[[ PAGE EXTRACT, beginning ]]
In many ways this is exactly the same issue as surrounds how to properly protect and reward creators of good new ideas. Patents and other intellectual property law attempts to do this by granting temporary monopolies. They are rarely motivated by the idea of a true intellectual property but rather a utilitarian weighing of the benefits to society and the benefits to the creator. In the case of scientific data I think one can make a case that until it is used to make publications it is not public: it is the act of making a public claim that "X is/isn't the case" that makes the data and reasoning leading to the claim a matter of public interest. Before that it is just private knowledge. Afterwards, given the collective nature of science and knowledge, withholding the data will hurt the further development of science that was the whole point of publicly funding the research in the first place. There might be some use for an embargo period to enable publication of multiple papers, but it needs to be kept short to keep legitimate investigations of the data possible.
It might be argued that public funding would imply public ownership of the data before publication, but public ownership does not imply unrestricted access. As a taxpayer I in a sense own some of the fighter jets of my country, but I don't think I have a right to fly one or individually demand that one flies a mission I happen to like. Data access can also be restricted on grounds of privacy of test subjects and maybe on security grounds. But in order to stay consistent with the idea of publicly funded science the data produced should be disseminated. Even privately funded science is often based on the idea of promoting general advancement rather than benefiting a certain group, so it would be contra-productive to lock away the data.
[[ PAGE EXTRACT, end ]]
Carry on the passage about ownership of and access to scientific data from the point where it stops. The lines that follow play no part in the work here.
[[ THE DATA, beginning ]]
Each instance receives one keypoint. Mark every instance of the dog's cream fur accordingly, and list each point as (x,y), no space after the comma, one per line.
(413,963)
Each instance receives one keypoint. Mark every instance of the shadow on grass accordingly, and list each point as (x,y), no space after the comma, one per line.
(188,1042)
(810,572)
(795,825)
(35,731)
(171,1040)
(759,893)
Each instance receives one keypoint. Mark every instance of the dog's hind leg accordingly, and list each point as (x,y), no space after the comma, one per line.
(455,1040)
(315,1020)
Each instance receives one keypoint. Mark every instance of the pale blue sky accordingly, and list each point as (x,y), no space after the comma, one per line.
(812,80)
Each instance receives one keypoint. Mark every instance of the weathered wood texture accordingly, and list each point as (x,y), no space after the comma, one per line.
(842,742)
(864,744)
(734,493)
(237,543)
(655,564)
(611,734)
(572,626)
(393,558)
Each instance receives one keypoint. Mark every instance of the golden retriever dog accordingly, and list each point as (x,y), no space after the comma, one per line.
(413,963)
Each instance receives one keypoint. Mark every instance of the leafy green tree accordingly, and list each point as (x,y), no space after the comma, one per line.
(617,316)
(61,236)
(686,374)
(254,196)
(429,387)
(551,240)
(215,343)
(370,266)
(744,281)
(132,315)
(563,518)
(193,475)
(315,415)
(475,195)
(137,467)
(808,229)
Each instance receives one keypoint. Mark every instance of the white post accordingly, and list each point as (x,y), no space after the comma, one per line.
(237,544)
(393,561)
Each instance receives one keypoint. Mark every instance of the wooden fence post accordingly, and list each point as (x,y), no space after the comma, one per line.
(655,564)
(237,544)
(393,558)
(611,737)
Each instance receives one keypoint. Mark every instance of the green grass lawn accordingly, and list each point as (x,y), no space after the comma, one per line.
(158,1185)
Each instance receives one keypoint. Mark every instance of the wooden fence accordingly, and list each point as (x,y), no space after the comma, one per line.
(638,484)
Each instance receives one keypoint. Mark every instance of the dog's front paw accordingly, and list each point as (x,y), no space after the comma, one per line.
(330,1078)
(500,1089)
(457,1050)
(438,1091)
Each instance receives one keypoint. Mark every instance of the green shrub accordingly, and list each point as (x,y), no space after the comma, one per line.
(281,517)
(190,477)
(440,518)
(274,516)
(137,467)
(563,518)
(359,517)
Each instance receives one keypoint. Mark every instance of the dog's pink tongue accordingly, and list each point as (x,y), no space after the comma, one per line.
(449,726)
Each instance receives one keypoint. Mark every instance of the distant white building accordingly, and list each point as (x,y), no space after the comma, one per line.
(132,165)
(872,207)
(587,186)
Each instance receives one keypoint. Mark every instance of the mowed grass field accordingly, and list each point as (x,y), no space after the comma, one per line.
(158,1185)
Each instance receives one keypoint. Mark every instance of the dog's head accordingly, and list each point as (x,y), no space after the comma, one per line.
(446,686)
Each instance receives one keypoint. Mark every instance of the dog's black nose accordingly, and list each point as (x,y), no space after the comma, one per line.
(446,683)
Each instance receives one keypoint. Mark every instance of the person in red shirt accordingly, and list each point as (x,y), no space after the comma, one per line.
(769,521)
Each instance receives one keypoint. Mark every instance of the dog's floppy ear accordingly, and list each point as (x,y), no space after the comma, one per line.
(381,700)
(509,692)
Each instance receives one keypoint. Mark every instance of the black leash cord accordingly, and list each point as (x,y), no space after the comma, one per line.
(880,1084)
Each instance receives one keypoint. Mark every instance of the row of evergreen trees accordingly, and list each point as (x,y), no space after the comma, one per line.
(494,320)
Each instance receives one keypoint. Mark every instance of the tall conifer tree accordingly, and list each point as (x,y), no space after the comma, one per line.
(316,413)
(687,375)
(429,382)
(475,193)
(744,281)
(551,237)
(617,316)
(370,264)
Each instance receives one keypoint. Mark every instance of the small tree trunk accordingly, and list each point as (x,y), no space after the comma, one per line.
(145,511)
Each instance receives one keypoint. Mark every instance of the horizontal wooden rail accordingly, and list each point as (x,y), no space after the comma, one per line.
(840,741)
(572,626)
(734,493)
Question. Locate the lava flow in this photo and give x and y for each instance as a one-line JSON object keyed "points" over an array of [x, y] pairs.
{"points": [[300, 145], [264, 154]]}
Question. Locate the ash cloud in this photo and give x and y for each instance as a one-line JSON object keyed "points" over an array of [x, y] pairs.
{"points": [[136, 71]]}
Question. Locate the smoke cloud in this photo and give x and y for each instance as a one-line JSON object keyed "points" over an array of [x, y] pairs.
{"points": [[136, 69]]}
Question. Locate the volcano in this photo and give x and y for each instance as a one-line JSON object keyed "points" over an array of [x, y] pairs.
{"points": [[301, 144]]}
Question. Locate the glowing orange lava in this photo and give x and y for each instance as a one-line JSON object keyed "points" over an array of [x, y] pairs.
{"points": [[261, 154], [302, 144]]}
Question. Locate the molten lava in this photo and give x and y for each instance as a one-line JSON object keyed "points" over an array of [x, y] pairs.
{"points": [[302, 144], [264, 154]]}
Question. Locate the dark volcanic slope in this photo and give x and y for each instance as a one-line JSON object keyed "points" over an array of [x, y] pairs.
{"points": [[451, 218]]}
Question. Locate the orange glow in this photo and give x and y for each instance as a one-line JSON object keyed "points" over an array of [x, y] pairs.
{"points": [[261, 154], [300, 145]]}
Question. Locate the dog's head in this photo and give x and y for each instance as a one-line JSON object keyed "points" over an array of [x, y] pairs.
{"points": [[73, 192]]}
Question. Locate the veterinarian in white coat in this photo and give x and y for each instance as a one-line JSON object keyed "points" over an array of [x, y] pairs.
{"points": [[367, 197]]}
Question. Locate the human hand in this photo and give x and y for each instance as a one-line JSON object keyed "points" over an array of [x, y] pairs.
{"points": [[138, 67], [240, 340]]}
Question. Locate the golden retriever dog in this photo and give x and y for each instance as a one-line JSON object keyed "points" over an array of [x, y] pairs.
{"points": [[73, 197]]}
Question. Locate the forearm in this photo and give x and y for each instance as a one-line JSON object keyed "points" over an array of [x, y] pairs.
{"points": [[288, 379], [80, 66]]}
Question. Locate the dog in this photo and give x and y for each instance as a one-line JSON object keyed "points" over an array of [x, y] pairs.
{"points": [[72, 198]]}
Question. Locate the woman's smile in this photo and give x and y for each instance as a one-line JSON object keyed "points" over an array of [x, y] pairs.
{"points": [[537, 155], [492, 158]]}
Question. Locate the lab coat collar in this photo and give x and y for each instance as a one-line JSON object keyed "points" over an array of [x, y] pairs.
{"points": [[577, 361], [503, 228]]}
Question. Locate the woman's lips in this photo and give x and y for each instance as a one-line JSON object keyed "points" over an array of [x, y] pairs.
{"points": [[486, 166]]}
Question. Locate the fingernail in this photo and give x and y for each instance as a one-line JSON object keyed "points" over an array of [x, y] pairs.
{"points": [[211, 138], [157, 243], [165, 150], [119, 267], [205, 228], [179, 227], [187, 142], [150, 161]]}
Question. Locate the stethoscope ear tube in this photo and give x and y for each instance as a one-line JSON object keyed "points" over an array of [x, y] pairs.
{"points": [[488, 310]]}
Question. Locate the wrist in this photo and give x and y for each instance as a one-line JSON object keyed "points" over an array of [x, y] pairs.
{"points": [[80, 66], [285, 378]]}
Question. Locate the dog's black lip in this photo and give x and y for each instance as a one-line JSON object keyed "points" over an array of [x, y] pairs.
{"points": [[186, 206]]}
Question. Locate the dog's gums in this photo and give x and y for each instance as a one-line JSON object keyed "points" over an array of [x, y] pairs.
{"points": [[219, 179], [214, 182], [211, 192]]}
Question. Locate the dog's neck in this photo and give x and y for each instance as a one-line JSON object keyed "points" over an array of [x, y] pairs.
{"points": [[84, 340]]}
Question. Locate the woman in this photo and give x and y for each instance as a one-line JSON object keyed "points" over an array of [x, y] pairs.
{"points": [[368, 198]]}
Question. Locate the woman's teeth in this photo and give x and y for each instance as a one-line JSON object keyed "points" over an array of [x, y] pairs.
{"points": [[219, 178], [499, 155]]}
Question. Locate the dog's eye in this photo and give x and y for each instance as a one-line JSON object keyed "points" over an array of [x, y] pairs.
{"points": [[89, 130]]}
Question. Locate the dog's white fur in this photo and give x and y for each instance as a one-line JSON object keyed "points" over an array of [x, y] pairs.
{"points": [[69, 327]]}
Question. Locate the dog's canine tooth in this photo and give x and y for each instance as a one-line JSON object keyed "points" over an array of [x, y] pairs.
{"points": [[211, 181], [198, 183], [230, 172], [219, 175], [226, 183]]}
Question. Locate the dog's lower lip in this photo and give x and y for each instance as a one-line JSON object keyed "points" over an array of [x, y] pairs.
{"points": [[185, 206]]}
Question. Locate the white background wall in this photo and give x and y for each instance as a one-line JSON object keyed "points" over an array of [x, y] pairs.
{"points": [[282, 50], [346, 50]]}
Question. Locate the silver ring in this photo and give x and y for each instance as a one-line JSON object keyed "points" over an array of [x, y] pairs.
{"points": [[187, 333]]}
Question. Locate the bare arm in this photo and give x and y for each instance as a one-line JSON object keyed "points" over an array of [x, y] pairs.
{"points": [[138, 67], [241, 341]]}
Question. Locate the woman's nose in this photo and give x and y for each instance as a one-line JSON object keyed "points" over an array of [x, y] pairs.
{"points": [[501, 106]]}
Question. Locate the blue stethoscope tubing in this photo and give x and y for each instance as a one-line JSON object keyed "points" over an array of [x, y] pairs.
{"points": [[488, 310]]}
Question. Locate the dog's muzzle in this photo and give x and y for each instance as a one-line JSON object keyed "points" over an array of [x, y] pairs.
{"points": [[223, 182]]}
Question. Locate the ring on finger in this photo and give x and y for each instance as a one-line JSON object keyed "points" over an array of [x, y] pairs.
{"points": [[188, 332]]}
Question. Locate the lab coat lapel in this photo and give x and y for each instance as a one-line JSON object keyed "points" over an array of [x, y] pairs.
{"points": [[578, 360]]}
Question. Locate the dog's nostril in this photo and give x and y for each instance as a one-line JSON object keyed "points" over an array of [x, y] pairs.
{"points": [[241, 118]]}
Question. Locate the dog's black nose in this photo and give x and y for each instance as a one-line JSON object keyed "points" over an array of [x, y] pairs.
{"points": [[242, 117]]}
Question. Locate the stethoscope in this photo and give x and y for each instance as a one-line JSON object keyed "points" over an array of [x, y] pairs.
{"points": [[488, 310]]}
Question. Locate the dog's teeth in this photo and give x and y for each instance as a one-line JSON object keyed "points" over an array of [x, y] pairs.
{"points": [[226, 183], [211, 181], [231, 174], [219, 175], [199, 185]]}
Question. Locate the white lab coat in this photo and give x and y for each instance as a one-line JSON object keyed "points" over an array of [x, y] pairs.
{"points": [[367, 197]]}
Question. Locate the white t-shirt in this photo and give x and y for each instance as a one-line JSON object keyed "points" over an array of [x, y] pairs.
[[ THE DATA, end ]]
| OUTPUT FOR THIS TASK |
If private or commercial research is done for the purpose of gaining an individual advantage I am fine with the idea of it being closed, but the results should also not be taken as seriously as open science: we know that funding bias can be a major factor, and we know that mistakes, biases and misconduct are more common than we would like in science. Open, peer-reviewed publications are likely not enough to guard against this (hence the requirements of publicly registering clinical trials), so data and method sharing might be necessary to make us confident in the results.
I think the key question here is whether science is seen as a fundamentally cooperative or competitive enterprise. Certainly individual researchers compete for money, posts and recognition. Theories equally compete in "the marketplace of ideas". But I think most agree that is at most a means towards a desired end: the growth of systematic, universal knowledge. Keeping data private does not seem to improve the growth as much as allowing it to spread fairly freely. Past climategate revelations have shown that data sharing often happens between "friendly" research groups while the data is withheld from opposing researchers: this goes against the aim of neutrality, and might contribute to groupthink. Sharing information with people we disagree with is central to the scientific process. The way to "win" should be to come up with better ways of getting and understanding the information. That is what we should set up rules to favour, and that is what we as scientists ought to strive for.